_WHAT IS EXPECTED:_
List each line of the material below that contains the string "rear", counting only matches with the same uppercase and lowercase letters.

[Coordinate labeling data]
———
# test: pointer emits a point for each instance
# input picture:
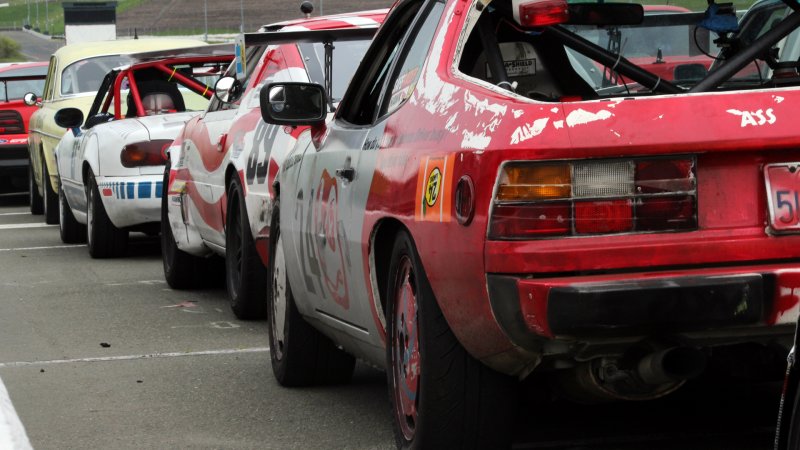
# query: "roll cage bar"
(112, 82)
(713, 80)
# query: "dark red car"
(16, 80)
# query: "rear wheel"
(245, 274)
(34, 198)
(105, 240)
(181, 270)
(71, 231)
(441, 396)
(50, 199)
(300, 355)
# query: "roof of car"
(16, 66)
(354, 19)
(75, 52)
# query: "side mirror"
(293, 104)
(98, 119)
(689, 72)
(228, 89)
(69, 118)
(31, 99)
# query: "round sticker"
(434, 183)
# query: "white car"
(111, 166)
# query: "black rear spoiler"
(308, 36)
———
_ANSWER TO THIS EXERCISE:_
# query: "rear wheel"
# query: "black rear spoiler"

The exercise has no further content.